**** THE INPUT

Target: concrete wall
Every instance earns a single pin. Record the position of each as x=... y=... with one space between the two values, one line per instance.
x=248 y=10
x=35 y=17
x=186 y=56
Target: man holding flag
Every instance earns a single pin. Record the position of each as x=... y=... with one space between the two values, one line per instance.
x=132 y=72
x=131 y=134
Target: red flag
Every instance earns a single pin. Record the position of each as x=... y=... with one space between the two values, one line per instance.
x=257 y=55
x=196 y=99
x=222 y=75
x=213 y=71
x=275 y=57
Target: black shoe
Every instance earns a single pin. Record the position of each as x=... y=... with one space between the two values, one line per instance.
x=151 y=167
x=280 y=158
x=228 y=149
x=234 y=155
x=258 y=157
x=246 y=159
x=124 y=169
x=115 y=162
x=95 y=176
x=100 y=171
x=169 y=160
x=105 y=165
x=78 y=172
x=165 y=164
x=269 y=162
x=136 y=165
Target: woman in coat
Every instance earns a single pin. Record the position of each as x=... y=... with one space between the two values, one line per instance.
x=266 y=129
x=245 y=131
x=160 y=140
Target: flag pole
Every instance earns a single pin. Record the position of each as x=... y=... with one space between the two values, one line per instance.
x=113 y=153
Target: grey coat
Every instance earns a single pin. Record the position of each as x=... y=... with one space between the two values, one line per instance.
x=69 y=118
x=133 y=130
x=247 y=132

********

WHAT TO DO: Could you copy exactly the lines from the first line of the records above through the line containing "Target: black shoe", both included, and nothing else?

ANSWER FOR THIS EXERCISE:
Target: concrete wall
Every instance earns a single pin. Record the position of each as x=... y=... with one space between the two values, one line per instance.
x=248 y=10
x=35 y=17
x=186 y=56
Target: man holding flag
Every instance earns a single pin. Record the position of each as x=... y=... with one space between the two values, one line per instance.
x=132 y=72
x=131 y=134
Target: red flag
Every instance earns a single pin. Record the position of each as x=... y=... with one space between the two values, one line per instance.
x=257 y=55
x=196 y=99
x=222 y=75
x=213 y=71
x=275 y=57
Target: black shoe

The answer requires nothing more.